TASK: After reading the data below, copy out every line that contains the word "pillow".

RECORDS FOR THIS TASK:

########

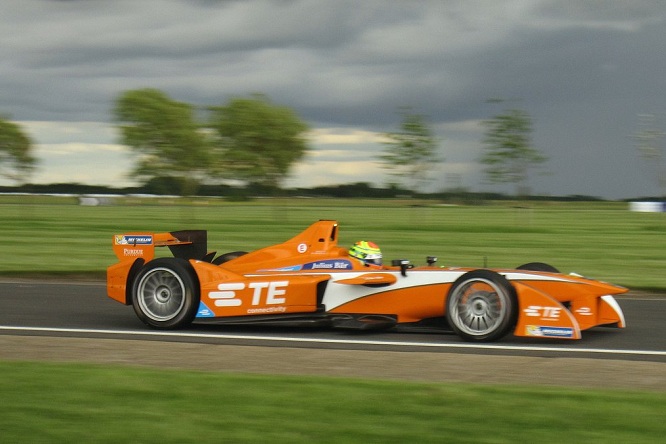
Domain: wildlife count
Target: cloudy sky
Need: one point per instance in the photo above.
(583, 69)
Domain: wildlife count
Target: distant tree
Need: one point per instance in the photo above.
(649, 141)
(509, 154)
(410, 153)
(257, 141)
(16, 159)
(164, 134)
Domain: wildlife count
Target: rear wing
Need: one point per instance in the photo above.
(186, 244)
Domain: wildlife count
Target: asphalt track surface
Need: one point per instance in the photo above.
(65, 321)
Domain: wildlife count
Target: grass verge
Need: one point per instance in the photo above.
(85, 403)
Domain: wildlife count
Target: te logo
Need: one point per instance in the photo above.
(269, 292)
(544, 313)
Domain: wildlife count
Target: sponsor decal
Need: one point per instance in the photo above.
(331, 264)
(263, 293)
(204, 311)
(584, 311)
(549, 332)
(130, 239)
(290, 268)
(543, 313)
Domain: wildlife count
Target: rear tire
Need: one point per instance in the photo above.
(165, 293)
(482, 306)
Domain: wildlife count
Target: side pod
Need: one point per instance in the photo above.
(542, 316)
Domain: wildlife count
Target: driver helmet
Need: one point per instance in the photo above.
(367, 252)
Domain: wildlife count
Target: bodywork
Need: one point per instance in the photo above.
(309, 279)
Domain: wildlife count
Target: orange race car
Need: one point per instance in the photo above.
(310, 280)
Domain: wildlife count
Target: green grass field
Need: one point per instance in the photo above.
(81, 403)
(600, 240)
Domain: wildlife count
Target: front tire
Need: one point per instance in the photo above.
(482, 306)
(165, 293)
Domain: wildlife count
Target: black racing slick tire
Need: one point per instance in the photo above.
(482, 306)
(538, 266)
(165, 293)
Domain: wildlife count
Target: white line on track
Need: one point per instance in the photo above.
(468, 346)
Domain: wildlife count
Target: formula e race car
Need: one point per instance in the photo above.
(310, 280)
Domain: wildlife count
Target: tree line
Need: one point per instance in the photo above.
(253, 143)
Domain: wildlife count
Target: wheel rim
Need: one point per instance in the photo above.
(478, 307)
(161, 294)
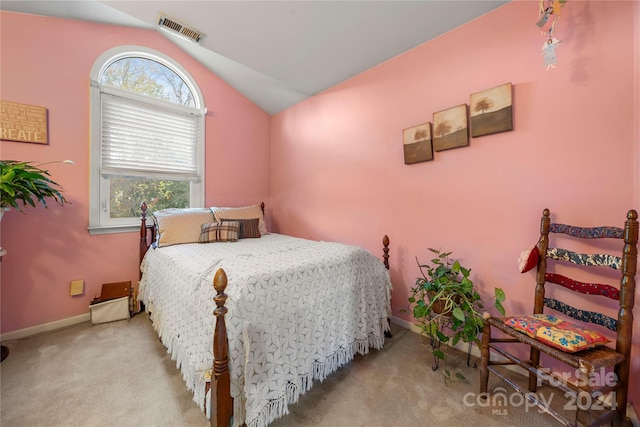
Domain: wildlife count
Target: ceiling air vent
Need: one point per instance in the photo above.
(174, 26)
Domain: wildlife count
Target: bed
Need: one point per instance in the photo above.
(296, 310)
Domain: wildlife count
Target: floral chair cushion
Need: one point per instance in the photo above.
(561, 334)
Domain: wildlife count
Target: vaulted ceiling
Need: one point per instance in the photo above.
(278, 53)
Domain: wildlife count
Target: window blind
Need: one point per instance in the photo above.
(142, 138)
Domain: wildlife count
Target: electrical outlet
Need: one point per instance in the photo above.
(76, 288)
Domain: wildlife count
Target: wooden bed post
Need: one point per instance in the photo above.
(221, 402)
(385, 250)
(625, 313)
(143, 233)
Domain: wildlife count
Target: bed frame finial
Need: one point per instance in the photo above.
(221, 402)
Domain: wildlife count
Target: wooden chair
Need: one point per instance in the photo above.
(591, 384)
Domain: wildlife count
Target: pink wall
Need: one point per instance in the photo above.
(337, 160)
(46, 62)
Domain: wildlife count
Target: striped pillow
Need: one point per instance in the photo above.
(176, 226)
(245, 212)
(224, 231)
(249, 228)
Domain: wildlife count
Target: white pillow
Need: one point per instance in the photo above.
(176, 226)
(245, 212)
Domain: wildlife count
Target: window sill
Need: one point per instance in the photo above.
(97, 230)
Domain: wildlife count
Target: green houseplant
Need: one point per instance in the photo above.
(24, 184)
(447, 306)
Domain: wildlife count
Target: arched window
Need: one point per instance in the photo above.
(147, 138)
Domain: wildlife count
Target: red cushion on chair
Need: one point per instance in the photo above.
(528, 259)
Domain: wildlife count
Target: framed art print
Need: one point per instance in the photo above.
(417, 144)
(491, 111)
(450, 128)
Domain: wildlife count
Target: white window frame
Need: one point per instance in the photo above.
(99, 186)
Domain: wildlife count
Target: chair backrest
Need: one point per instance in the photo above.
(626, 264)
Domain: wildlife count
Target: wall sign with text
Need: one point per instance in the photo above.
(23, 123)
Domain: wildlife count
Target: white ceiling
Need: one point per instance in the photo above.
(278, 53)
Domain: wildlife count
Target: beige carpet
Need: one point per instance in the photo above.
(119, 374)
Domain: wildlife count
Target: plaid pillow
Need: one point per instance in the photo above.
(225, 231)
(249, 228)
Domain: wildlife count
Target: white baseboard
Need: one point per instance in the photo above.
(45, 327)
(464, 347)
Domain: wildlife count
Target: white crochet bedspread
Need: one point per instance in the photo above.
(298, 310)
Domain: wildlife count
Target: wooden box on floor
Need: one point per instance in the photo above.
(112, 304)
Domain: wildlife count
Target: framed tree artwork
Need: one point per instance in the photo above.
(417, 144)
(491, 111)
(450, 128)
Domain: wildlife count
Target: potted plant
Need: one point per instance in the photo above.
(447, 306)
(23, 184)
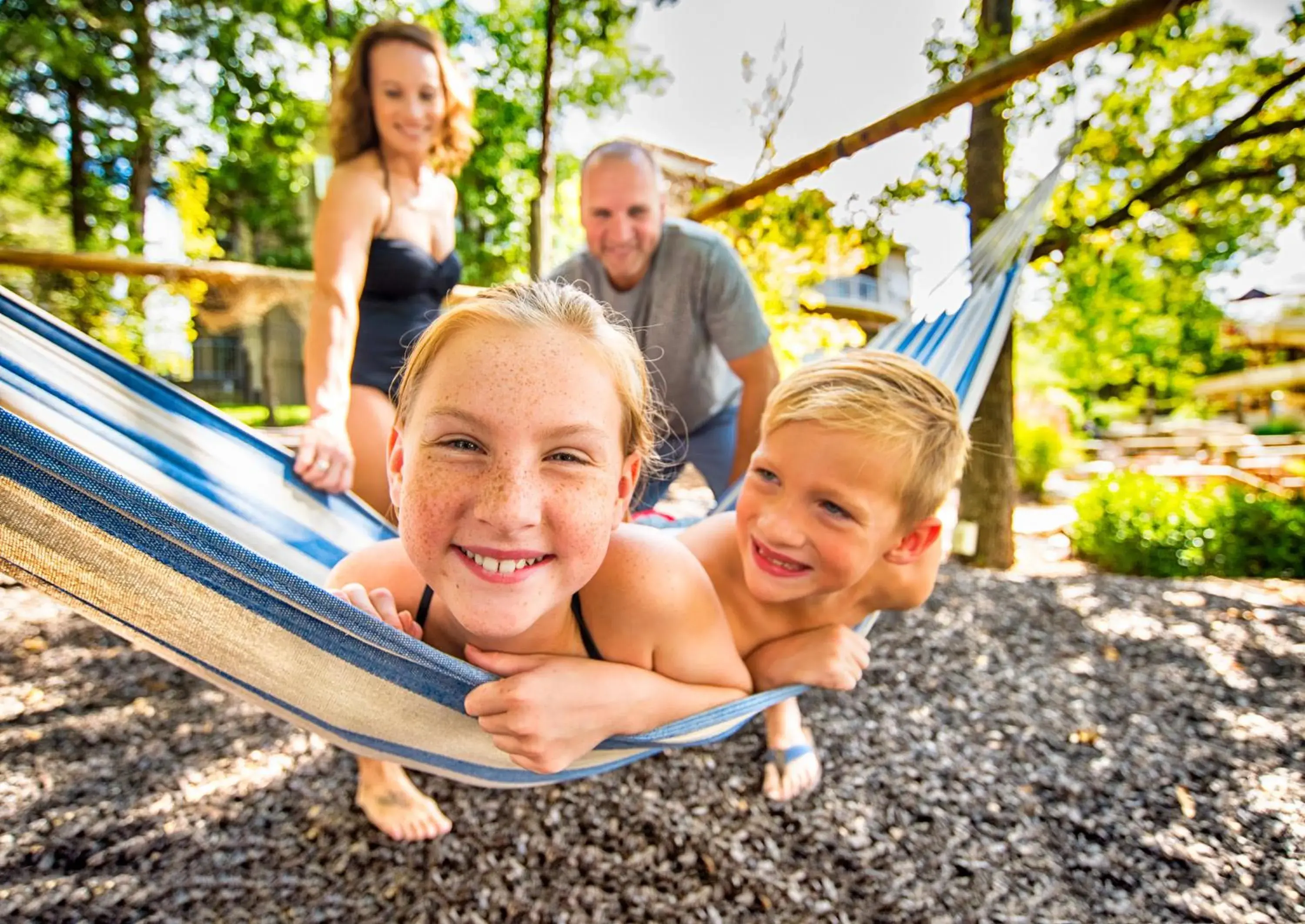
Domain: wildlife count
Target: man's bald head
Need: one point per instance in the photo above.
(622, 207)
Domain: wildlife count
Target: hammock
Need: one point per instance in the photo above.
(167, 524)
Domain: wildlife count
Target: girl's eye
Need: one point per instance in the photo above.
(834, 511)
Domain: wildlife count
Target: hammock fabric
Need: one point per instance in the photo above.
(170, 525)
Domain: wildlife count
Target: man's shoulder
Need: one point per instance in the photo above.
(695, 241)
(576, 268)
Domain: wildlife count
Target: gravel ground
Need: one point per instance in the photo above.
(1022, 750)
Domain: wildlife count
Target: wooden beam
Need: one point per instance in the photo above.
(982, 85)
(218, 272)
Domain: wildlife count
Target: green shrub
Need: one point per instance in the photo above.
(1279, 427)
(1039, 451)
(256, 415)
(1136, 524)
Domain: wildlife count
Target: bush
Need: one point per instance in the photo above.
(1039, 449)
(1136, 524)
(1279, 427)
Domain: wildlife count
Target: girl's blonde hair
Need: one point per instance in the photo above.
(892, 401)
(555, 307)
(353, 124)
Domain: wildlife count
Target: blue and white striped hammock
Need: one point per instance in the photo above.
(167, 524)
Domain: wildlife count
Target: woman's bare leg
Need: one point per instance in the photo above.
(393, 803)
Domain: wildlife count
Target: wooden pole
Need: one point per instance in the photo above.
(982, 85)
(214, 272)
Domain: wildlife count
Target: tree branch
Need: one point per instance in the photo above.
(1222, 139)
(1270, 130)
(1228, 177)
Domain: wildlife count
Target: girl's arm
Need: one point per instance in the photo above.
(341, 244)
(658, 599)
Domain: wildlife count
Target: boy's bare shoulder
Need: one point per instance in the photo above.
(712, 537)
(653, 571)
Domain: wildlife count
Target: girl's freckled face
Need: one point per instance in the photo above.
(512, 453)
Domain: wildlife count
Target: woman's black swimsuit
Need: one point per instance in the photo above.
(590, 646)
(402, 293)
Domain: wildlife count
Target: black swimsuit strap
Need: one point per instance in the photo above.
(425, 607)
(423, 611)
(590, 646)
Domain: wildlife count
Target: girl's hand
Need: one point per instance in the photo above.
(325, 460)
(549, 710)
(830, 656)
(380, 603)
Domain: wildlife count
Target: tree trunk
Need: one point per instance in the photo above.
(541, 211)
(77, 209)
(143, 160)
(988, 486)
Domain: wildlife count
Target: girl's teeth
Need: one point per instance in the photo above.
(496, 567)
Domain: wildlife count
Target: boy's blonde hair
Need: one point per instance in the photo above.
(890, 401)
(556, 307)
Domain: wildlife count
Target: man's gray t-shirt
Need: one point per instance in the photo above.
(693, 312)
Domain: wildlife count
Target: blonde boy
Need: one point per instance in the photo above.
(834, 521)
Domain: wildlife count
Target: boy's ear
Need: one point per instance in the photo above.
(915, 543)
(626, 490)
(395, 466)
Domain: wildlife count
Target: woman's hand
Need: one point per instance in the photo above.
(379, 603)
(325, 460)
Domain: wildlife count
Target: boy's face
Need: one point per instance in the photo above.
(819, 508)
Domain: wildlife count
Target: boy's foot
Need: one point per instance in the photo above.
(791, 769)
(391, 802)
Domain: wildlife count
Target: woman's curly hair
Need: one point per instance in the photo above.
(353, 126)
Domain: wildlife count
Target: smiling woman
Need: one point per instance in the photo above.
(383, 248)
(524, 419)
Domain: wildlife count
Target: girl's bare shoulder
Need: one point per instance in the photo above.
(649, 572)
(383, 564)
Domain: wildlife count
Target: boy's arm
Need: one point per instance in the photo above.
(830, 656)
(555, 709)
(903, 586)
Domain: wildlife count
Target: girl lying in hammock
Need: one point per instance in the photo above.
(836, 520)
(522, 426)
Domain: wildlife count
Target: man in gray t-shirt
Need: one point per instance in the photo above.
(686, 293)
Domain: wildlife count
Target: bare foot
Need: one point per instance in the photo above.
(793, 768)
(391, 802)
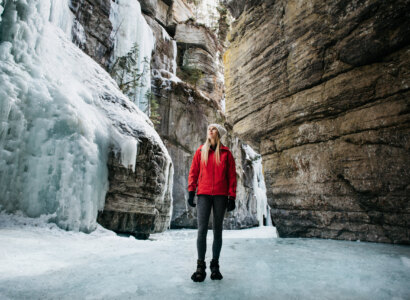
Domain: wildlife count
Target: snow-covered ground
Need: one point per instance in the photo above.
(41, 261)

########

FINISHED TASK:
Target: striped pillow
Target: white pillow
Target: plaid pillow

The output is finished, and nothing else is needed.